Task directions: Copy the data below exactly. Any pictures in it should be omitted.

Items from a dataset
* * *

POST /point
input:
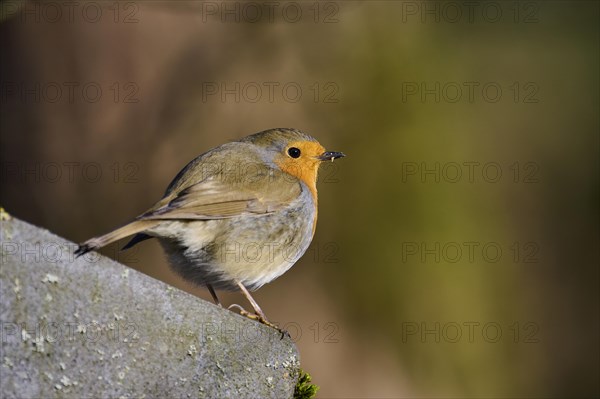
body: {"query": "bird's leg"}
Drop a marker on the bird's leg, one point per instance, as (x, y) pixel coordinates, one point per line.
(259, 314)
(213, 294)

* * *

Reply:
POST /point
input:
body: {"query": "bird's leg"}
Drop a marker on the bird's leg, one point per instance, as (x, y) pixel coordinates, one point per line.
(259, 314)
(213, 294)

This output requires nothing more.